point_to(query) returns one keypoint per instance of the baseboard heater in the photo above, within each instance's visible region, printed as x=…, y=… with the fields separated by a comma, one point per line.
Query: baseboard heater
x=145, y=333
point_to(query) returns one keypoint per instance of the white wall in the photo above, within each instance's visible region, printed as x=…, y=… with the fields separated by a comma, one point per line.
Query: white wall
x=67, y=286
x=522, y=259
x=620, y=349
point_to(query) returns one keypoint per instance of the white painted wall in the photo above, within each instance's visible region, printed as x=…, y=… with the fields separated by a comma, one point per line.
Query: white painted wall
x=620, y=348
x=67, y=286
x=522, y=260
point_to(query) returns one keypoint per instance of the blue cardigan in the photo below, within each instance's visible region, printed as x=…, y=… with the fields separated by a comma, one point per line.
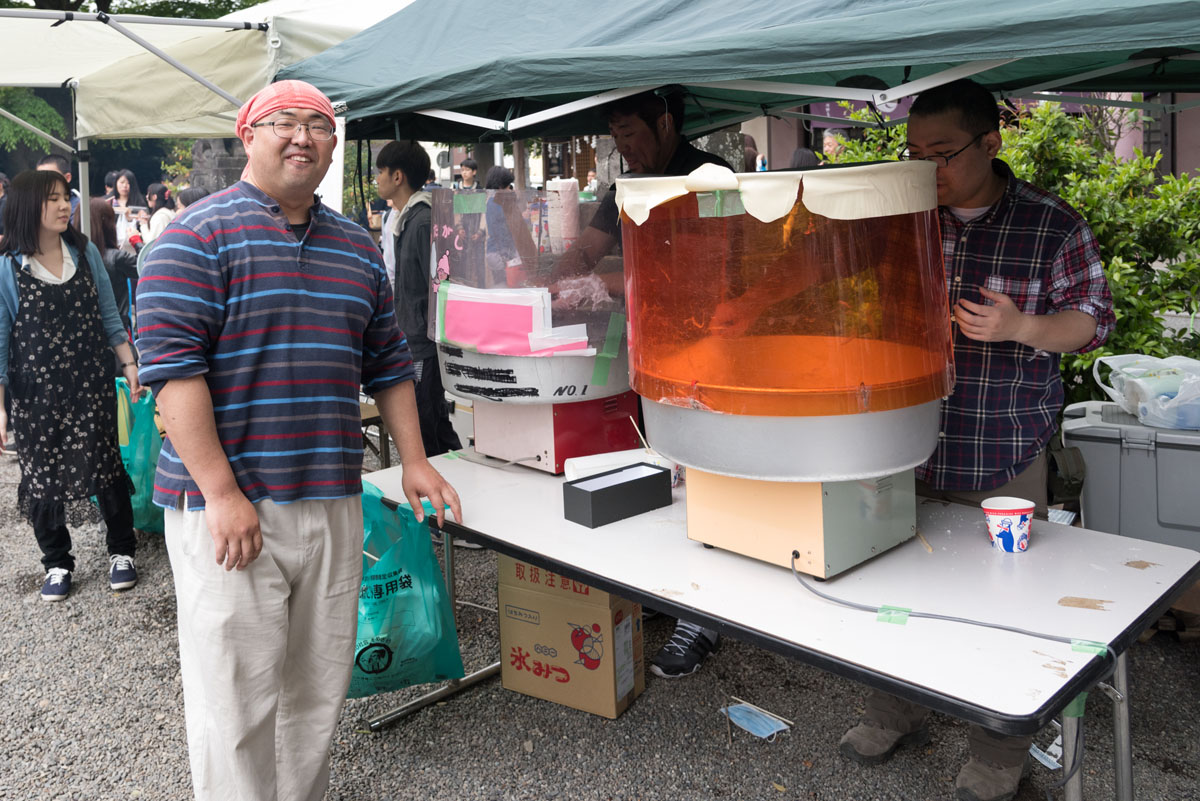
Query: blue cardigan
x=9, y=301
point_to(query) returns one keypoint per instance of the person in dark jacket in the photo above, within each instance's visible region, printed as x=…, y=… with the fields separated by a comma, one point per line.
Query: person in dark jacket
x=402, y=168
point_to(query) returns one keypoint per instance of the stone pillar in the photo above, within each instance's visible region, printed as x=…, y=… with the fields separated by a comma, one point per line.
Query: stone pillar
x=726, y=144
x=607, y=163
x=216, y=163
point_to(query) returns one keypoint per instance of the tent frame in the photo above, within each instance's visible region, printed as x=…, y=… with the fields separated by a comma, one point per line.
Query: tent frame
x=795, y=91
x=118, y=23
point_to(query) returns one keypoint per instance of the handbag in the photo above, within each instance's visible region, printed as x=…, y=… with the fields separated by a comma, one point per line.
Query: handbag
x=406, y=631
x=141, y=443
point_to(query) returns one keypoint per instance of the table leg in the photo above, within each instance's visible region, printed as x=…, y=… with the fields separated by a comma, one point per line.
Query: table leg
x=1122, y=744
x=1074, y=788
x=384, y=446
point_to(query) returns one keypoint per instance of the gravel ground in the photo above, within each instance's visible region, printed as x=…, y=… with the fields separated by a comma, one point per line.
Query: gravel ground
x=91, y=708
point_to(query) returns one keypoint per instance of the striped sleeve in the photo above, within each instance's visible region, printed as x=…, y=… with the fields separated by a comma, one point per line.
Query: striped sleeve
x=181, y=302
x=387, y=359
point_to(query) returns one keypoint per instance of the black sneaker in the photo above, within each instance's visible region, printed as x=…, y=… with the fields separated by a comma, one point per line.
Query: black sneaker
x=57, y=585
x=684, y=651
x=121, y=572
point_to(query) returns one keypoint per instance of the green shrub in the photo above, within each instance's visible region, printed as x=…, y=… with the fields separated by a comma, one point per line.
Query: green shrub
x=1147, y=228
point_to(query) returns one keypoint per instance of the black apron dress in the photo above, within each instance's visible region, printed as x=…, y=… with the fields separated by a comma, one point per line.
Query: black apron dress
x=64, y=415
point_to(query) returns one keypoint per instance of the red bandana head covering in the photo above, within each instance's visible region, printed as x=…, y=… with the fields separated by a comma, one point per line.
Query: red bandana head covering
x=275, y=97
x=285, y=94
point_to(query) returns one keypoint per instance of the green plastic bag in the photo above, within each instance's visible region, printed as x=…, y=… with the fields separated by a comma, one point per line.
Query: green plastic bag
x=141, y=443
x=406, y=625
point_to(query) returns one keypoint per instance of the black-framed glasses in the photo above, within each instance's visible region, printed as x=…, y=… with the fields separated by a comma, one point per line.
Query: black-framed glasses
x=287, y=128
x=941, y=161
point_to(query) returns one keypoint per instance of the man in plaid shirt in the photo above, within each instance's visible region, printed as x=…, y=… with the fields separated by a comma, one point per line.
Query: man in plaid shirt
x=1025, y=284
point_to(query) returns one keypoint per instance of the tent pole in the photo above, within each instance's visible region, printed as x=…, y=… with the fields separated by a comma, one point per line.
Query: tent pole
x=937, y=79
x=574, y=106
x=84, y=188
x=466, y=119
x=75, y=16
x=17, y=120
x=801, y=90
x=1083, y=76
x=195, y=76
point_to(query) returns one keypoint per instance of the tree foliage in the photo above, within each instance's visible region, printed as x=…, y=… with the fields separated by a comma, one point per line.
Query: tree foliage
x=1147, y=227
x=33, y=109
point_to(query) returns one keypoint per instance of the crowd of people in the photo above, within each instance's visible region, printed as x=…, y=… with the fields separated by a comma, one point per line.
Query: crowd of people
x=67, y=300
x=259, y=476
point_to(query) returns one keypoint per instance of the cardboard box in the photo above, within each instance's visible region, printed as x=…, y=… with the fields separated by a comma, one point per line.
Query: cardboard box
x=616, y=494
x=567, y=642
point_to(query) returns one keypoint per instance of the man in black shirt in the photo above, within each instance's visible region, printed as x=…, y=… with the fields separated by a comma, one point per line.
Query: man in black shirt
x=646, y=128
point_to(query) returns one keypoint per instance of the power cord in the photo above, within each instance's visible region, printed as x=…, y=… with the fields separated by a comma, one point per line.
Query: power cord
x=929, y=615
x=1015, y=630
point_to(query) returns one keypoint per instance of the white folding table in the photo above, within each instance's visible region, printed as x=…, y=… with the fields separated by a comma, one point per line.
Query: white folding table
x=1073, y=583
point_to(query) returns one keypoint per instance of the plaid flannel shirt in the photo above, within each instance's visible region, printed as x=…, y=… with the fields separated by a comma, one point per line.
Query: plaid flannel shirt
x=1037, y=250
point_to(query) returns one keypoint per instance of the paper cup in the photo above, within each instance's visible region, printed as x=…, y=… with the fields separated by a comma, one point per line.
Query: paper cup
x=1008, y=523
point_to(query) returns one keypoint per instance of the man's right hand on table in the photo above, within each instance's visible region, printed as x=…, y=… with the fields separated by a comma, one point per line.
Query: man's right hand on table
x=233, y=525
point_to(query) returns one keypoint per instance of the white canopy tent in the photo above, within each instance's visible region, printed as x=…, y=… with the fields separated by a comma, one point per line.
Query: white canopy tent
x=157, y=77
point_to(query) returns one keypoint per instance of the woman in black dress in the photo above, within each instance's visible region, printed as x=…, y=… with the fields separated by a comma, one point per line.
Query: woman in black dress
x=58, y=324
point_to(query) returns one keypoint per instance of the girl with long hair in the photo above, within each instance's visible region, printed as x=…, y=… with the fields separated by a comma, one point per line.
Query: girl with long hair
x=120, y=264
x=58, y=321
x=127, y=200
x=162, y=211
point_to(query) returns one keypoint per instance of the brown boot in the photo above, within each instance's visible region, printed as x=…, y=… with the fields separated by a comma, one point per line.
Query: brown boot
x=996, y=768
x=870, y=744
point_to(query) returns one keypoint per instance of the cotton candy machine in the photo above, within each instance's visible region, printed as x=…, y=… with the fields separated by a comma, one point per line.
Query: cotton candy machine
x=541, y=357
x=791, y=329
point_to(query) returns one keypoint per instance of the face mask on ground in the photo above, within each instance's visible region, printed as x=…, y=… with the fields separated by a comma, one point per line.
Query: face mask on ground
x=754, y=721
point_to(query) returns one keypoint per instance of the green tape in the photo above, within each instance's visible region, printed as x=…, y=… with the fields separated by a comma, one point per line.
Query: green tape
x=443, y=294
x=721, y=203
x=611, y=347
x=469, y=203
x=898, y=615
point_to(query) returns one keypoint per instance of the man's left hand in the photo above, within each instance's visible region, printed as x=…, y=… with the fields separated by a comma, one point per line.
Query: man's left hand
x=1000, y=323
x=420, y=481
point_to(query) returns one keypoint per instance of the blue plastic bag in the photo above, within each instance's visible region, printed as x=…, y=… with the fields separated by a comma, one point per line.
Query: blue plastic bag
x=406, y=631
x=139, y=440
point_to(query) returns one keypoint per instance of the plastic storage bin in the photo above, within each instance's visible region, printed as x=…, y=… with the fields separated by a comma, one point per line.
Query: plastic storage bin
x=1141, y=481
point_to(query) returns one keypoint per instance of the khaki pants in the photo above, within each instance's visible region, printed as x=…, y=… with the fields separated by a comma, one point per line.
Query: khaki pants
x=265, y=652
x=899, y=715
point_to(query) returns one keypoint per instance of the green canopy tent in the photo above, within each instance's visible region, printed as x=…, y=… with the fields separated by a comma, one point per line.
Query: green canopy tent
x=738, y=60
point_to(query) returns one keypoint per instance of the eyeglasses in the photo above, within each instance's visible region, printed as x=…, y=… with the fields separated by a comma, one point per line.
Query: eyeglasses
x=287, y=128
x=941, y=161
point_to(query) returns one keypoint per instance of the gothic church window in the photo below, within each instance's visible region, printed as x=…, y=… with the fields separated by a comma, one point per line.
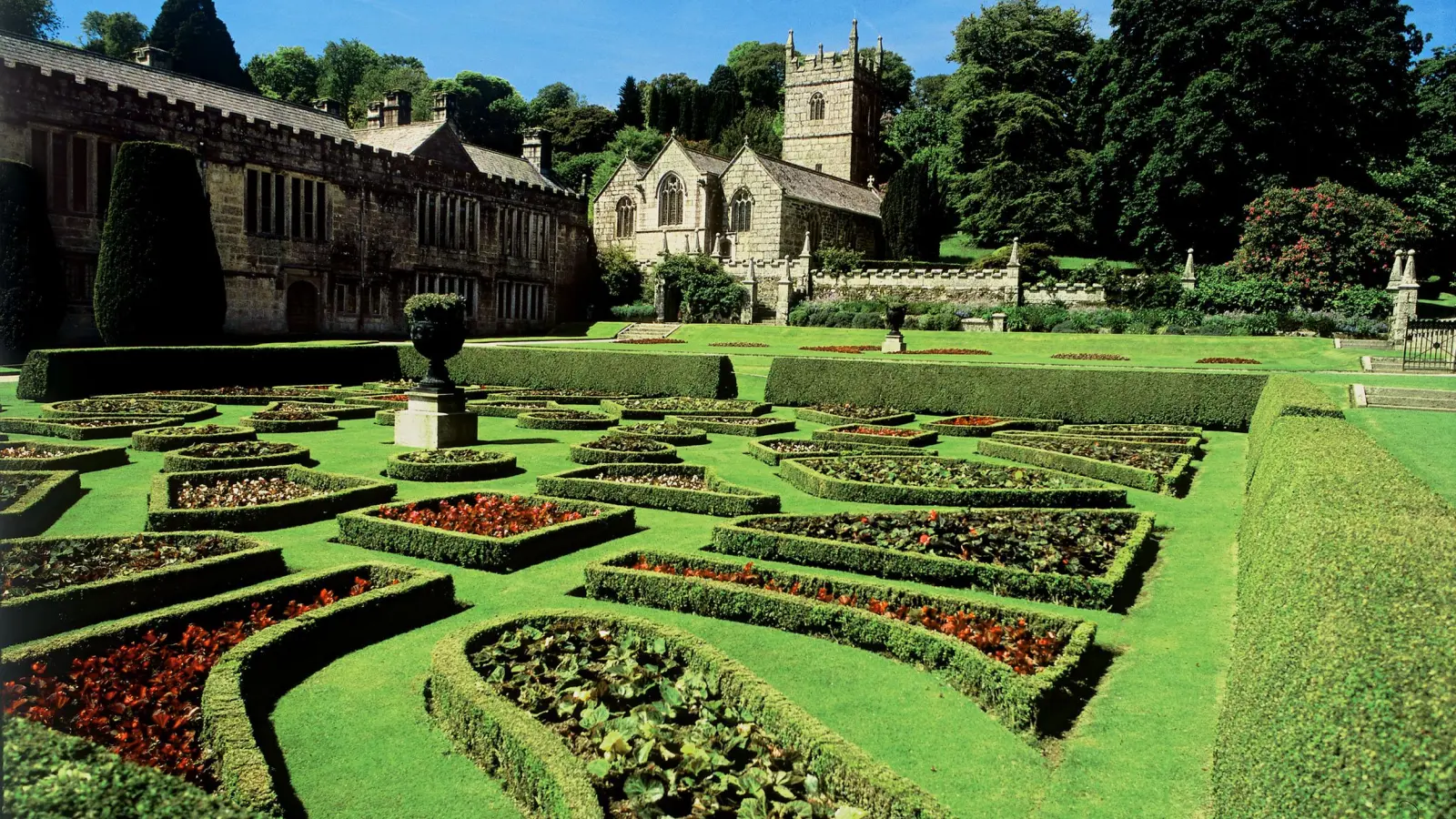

____

List every line in the listing above that contains the word "girl", and copy each of those lines in full. Treat the match as case-sensitive.

» **Worked solution**
point_to(query) returns one keypoint per instance of the girl with long hair in the photo above, within each instance's visible region, printed as x=…, y=… with the fields separated by a comma, one point per line.
Query: girl with long hair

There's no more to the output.